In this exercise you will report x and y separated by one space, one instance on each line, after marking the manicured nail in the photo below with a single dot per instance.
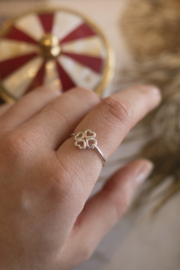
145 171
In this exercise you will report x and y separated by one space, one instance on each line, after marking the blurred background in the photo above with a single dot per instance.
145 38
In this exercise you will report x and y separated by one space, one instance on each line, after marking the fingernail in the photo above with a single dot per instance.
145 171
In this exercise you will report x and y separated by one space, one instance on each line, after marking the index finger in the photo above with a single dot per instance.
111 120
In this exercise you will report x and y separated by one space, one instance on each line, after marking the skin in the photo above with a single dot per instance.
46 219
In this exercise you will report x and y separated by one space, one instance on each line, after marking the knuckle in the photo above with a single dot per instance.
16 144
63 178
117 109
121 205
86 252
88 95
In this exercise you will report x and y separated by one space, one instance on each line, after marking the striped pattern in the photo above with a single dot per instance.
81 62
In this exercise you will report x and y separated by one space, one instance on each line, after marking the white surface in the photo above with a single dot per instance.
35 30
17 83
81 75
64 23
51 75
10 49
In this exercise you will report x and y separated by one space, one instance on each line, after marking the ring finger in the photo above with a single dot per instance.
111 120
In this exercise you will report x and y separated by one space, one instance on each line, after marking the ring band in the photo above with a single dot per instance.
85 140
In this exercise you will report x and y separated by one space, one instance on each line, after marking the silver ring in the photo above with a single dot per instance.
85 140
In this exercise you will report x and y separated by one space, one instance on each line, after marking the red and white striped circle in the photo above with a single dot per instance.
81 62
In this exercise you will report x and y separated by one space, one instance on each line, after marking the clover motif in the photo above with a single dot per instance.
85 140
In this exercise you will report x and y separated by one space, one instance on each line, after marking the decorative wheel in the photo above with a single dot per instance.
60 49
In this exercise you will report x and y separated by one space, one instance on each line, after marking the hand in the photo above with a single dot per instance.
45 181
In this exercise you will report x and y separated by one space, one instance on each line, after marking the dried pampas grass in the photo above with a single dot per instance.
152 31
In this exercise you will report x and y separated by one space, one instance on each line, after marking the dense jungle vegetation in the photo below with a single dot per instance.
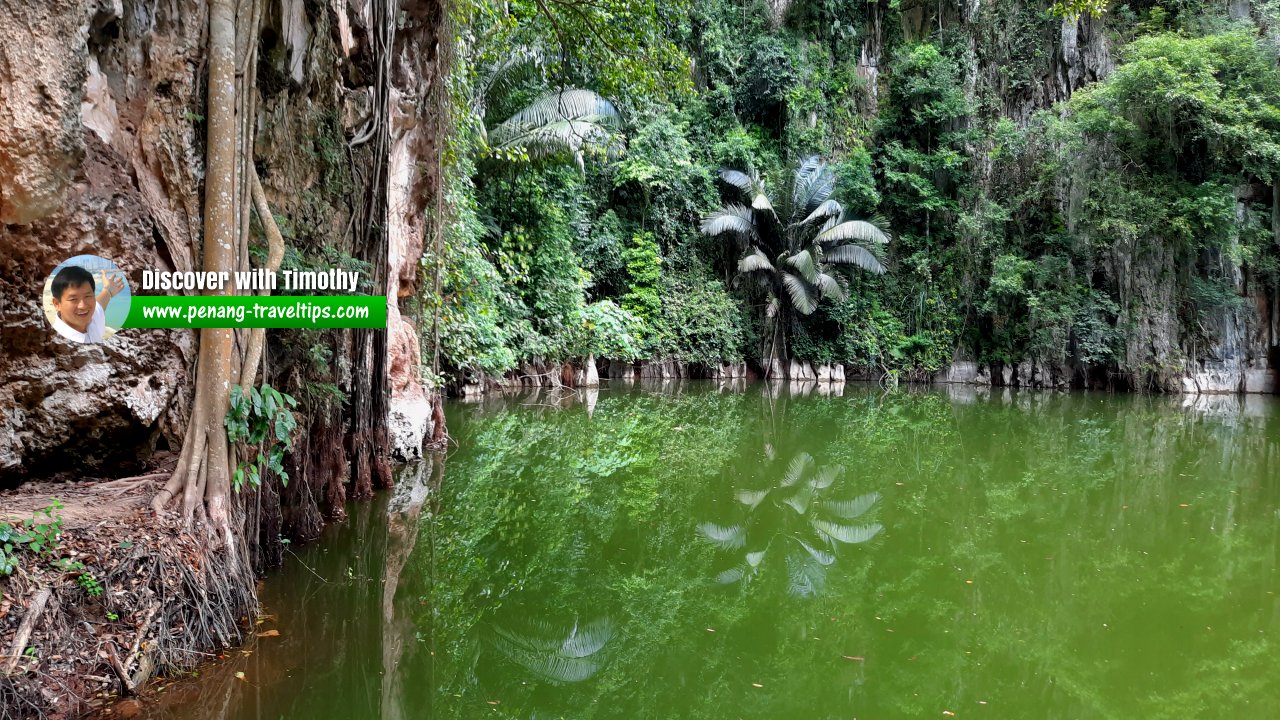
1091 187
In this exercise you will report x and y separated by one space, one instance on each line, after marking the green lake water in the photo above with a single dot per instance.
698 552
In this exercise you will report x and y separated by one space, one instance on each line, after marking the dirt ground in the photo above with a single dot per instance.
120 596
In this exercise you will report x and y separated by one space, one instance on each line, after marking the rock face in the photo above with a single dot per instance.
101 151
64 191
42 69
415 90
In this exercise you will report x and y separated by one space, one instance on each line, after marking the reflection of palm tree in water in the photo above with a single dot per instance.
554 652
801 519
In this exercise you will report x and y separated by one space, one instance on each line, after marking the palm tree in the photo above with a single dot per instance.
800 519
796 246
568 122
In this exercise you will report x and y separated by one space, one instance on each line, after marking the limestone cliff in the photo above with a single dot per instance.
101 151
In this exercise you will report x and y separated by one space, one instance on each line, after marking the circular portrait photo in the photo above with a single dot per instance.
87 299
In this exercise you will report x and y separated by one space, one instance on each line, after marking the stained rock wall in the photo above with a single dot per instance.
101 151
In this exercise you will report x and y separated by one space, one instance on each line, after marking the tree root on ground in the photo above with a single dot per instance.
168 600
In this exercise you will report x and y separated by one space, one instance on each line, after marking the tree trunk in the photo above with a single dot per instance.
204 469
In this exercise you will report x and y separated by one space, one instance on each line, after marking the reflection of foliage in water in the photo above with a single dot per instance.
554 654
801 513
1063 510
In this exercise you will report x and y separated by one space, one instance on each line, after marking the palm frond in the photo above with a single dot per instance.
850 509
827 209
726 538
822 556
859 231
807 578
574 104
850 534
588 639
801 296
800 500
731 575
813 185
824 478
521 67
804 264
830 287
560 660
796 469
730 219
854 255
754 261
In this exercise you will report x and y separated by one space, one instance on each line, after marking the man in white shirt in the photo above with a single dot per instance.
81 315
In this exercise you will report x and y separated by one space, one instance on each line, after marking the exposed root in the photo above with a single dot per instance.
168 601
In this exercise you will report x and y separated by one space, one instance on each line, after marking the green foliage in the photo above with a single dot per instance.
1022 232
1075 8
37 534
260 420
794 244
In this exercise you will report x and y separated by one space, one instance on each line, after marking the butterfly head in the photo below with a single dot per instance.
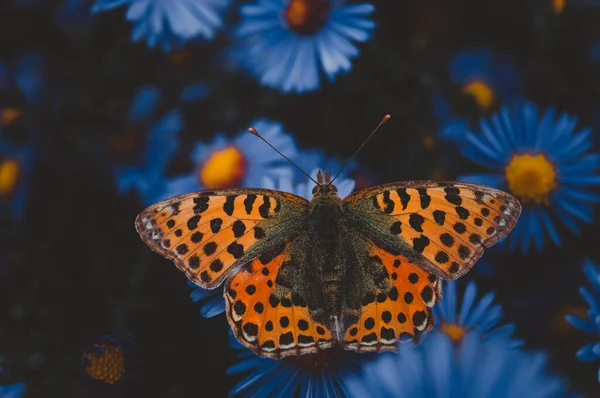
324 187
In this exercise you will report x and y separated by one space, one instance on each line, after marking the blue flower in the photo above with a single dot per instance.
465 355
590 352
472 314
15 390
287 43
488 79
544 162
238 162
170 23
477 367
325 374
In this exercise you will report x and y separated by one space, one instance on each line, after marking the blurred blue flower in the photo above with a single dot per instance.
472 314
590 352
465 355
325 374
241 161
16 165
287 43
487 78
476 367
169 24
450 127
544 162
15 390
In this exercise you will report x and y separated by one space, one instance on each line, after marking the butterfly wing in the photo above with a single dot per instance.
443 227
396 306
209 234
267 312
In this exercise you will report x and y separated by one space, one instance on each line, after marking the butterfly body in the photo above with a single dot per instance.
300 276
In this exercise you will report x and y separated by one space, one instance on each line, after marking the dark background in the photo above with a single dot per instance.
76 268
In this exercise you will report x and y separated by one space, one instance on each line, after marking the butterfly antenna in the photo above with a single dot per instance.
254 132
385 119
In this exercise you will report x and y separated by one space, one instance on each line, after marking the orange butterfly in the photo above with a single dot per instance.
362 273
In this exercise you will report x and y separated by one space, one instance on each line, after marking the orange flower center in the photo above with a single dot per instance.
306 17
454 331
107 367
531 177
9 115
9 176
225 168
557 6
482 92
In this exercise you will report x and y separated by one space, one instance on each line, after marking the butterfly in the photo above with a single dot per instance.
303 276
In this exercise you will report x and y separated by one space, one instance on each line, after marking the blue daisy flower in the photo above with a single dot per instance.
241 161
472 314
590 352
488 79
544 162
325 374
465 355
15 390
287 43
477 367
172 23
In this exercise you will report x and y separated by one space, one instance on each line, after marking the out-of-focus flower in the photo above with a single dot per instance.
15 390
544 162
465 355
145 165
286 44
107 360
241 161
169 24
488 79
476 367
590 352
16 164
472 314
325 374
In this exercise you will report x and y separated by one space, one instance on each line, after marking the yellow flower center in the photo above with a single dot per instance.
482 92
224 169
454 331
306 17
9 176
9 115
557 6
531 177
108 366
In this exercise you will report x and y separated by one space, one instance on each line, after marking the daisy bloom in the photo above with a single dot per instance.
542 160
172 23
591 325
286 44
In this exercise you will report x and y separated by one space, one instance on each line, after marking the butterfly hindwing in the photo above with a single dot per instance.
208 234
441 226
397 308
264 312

◆ SET PROBLEM
Lay out all the records above as a Markdown table with the columns No. and Text, numbering each row and skipping blank lines. Leave the pictures out.

◆ RESULT OF THE EXERCISE
| No. | Text |
|---|---|
| 1 | In this exercise you will report x and y separated by one space, one instance on each line, after marking the manicured nail in the photo below with a single dot per instance. |
| 2 | 145 171 |
| 3 | In this exercise you will report x and y separated by one space, one instance on each line, after marking the blurred background in the photo above with a single dot per instance. |
| 4 | 145 38 |
| 5 | In this exercise you will report x and y separated by one space, one instance on each line, after marking the fingernail in the photo above with a single dot per instance. |
| 6 | 145 171 |
| 7 | In this exercise you will report x and y separated by one space, one instance on each line, after marking the index finger in the photo above with a single dot per instance. |
| 8 | 111 120 |
| 9 | In this exercise you will report x and y separated by one space, one instance on each line, after marking the skin in the photo above with a single dot per instance. |
| 10 | 46 219 |
| 11 | In this exercise you will report x and y separated by one space, one instance on each line, after marking the knuckle in the photo above with a single dot per instance. |
| 12 | 16 144 |
| 13 | 63 178 |
| 14 | 117 109 |
| 15 | 121 205 |
| 16 | 86 252 |
| 17 | 88 95 |
| 18 | In this exercise you will report x and y separated by one space, one instance on each line, after marking the striped pattern in the photo above with a single dot per instance. |
| 19 | 81 62 |
| 20 | In this exercise you will report x and y separated by one space, one instance on each line, after marking the white surface in the photo above with a single dot per instance. |
| 21 | 35 30 |
| 22 | 17 83 |
| 23 | 81 75 |
| 24 | 64 23 |
| 25 | 51 75 |
| 26 | 10 49 |
| 27 | In this exercise you will report x and y separated by one space, one instance on each line, after marking the ring finger in the photo above with a single dot per instance. |
| 28 | 111 120 |
| 29 | In this exercise you will report x and y separated by one space, one instance on each line, after marking the ring band in the photo above with a single dot per instance. |
| 30 | 85 140 |
| 31 | In this exercise you will report x and y separated by one space, one instance on each line, after marking the silver ring in the photo above with a single dot per instance. |
| 32 | 85 140 |
| 33 | In this exercise you will report x and y separated by one space, one instance on each line, after marking the red and white striped circle in the photo above with a single dot per instance. |
| 34 | 81 62 |
| 35 | In this exercise you will report x and y separated by one space, one instance on each line, after marking the clover motif in the photo above with a single dot per instance. |
| 36 | 85 140 |
| 37 | In this exercise you will report x and y separated by one space, one instance on each line, after marking the decorative wheel in the photo above with a single dot per instance. |
| 38 | 60 49 |
| 39 | In this exercise you will report x and y separated by one space, one instance on each line, after marking the hand in the photo above with a single dot per instance. |
| 40 | 45 181 |
| 41 | In this exercise you will report x and y separated by one space, one instance on each line, after marking the dried pampas grass in the photo above with a single dot per instance. |
| 42 | 152 31 |
| 43 | In this exercise you will report x and y separated by one space, one instance on each line, after marking the dense jungle vegetation in the photo below with a single dot per instance. |
| 44 | 1091 187 |
| 45 | In this exercise you will report x and y separated by one space, one instance on each line, after marking the green lake water in the photo above with a single dot per instance. |
| 46 | 698 552 |
| 47 | In this exercise you will report x and y separated by one space, one instance on each line, after marking the dirt ground in the photo above with a single dot per instance. |
| 48 | 120 596 |
| 49 | In this exercise you will report x and y separated by one space, one instance on each line, after marking the rock face in the photo above with a single dot per instance. |
| 50 | 101 151 |
| 51 | 64 191 |
| 52 | 42 69 |
| 53 | 415 90 |
| 54 | In this exercise you will report x and y separated by one space, one instance on each line, after marking the reflection of palm tree in water in the photo above with a single dot per instance. |
| 55 | 554 652 |
| 56 | 801 519 |
| 57 | In this exercise you will report x and y separated by one space, one instance on each line, after marking the palm tree in the photo above with a single dot per instance. |
| 58 | 800 519 |
| 59 | 796 246 |
| 60 | 568 122 |
| 61 | In this exercise you will report x and y separated by one space, one instance on each line, after marking the limestone cliff in the photo above with a single dot per instance. |
| 62 | 101 151 |
| 63 | In this exercise you will report x and y separated by one space, one instance on each line, after marking the circular portrait photo in the photo above with a single dot per instance. |
| 64 | 87 299 |
| 65 | In this exercise you will report x and y separated by one space, one instance on each line, after marking the stained rock wall in the photo above with a single dot per instance. |
| 66 | 101 151 |
| 67 | In this exercise you will report x and y separated by one space, one instance on each line, after marking the tree root on ground in the photo above with a single dot per instance. |
| 68 | 168 600 |
| 69 | In this exercise you will report x and y separated by one space, one instance on each line, after marking the tree trunk in the photo above with a single dot per instance. |
| 70 | 204 469 |
| 71 | In this exercise you will report x and y separated by one space, one instance on each line, after marking the reflection of foliage in water in the photo above with a single dot per instance. |
| 72 | 554 654 |
| 73 | 801 513 |
| 74 | 1063 510 |
| 75 | In this exercise you will report x and y separated by one space, one instance on each line, after marking the palm frond in the photo above with a single dot per instance. |
| 76 | 850 509 |
| 77 | 827 209 |
| 78 | 726 538 |
| 79 | 822 556 |
| 80 | 859 231 |
| 81 | 807 578 |
| 82 | 574 104 |
| 83 | 850 534 |
| 84 | 588 639 |
| 85 | 801 296 |
| 86 | 800 500 |
| 87 | 731 575 |
| 88 | 813 185 |
| 89 | 824 478 |
| 90 | 521 67 |
| 91 | 804 264 |
| 92 | 830 287 |
| 93 | 560 660 |
| 94 | 796 469 |
| 95 | 730 219 |
| 96 | 854 255 |
| 97 | 754 261 |
| 98 | In this exercise you will report x and y separated by one space, one instance on each line, after marking the man in white shirt in the photo above with a single dot per instance. |
| 99 | 81 315 |
| 100 | In this exercise you will report x and y separated by one space, one instance on each line, after marking the exposed root in the photo above with a single dot per instance. |
| 101 | 168 601 |
| 102 | In this exercise you will report x and y separated by one space, one instance on each line, after marking the green foliage in the photo above with a single dot per instance. |
| 103 | 1022 232 |
| 104 | 1075 8 |
| 105 | 37 534 |
| 106 | 260 420 |
| 107 | 794 244 |
| 108 | In this exercise you will report x and y separated by one space, one instance on each line, after marking the butterfly head in the photo below with a single dot per instance. |
| 109 | 324 187 |
| 110 | In this exercise you will report x and y separated by one space, one instance on each line, after marking the blue flower in the photo above with a single dot per instance. |
| 111 | 465 355 |
| 112 | 590 352 |
| 113 | 472 314 |
| 114 | 15 390 |
| 115 | 287 43 |
| 116 | 488 79 |
| 117 | 544 162 |
| 118 | 238 162 |
| 119 | 170 23 |
| 120 | 477 367 |
| 121 | 325 374 |
| 122 | In this exercise you will report x and y separated by one space, one instance on each line, after marking the blurred blue flower in the photo above with a single dot per instance. |
| 123 | 472 314 |
| 124 | 590 352 |
| 125 | 465 355 |
| 126 | 325 374 |
| 127 | 241 161 |
| 128 | 16 165 |
| 129 | 287 43 |
| 130 | 487 78 |
| 131 | 476 367 |
| 132 | 169 24 |
| 133 | 450 127 |
| 134 | 544 162 |
| 135 | 15 390 |
| 136 | In this exercise you will report x and y separated by one space, one instance on each line, after marking the butterfly wing in the photo above with a single dot per instance. |
| 137 | 443 227 |
| 138 | 396 306 |
| 139 | 209 234 |
| 140 | 267 312 |
| 141 | In this exercise you will report x and y separated by one space, one instance on each line, after marking the butterfly body in the photo above with a single dot per instance. |
| 142 | 300 276 |
| 143 | In this exercise you will report x and y separated by one space, one instance on each line, after marking the dark background in the photo above with a single dot per instance. |
| 144 | 76 268 |
| 145 | In this exercise you will report x and y separated by one space, one instance on each line, after marking the butterfly antenna in the photo above with a single dot per instance. |
| 146 | 254 132 |
| 147 | 385 119 |
| 148 | In this exercise you will report x and y separated by one space, one instance on each line, after marking the orange butterfly in the photo above with a single dot per instance. |
| 149 | 362 273 |
| 150 | In this exercise you will report x and y separated by one space, one instance on each line, after marking the orange flower center in the photo above with a single dot per instance. |
| 151 | 306 17 |
| 152 | 454 331 |
| 153 | 107 367 |
| 154 | 531 177 |
| 155 | 9 115 |
| 156 | 9 176 |
| 157 | 225 168 |
| 158 | 557 6 |
| 159 | 482 92 |
| 160 | In this exercise you will report x and y separated by one space, one instance on each line, after marking the butterfly in the photo above with a single dot per instance. |
| 161 | 303 276 |
| 162 | In this exercise you will report x and y separated by one space, one instance on each line, after marking the blue daisy flower in the photo above with a single dot per instance. |
| 163 | 241 161 |
| 164 | 472 314 |
| 165 | 590 352 |
| 166 | 488 79 |
| 167 | 544 162 |
| 168 | 325 374 |
| 169 | 465 355 |
| 170 | 15 390 |
| 171 | 287 43 |
| 172 | 477 367 |
| 173 | 172 23 |
| 174 | In this exercise you will report x and y separated by one space, one instance on each line, after marking the out-of-focus flower in the photo above with a single dot per instance. |
| 175 | 15 390 |
| 176 | 544 162 |
| 177 | 465 355 |
| 178 | 145 165 |
| 179 | 286 44 |
| 180 | 107 360 |
| 181 | 241 161 |
| 182 | 169 24 |
| 183 | 488 79 |
| 184 | 476 367 |
| 185 | 590 352 |
| 186 | 16 164 |
| 187 | 472 314 |
| 188 | 325 374 |
| 189 | In this exercise you will report x and y separated by one space, one instance on each line, after marking the yellow flower center in the photo above with a single dot per instance. |
| 190 | 482 92 |
| 191 | 224 169 |
| 192 | 454 331 |
| 193 | 306 17 |
| 194 | 9 176 |
| 195 | 9 115 |
| 196 | 557 6 |
| 197 | 531 177 |
| 198 | 108 366 |
| 199 | In this exercise you will report x and y separated by one space, one instance on each line, after marking the daisy bloom in the photo above with a single dot per instance. |
| 200 | 542 160 |
| 201 | 172 23 |
| 202 | 591 325 |
| 203 | 286 44 |
| 204 | In this exercise you will report x and y separated by one space, one instance on each line, after marking the butterfly hindwing in the photo above with a single dot per instance. |
| 205 | 208 234 |
| 206 | 441 226 |
| 207 | 397 308 |
| 208 | 264 312 |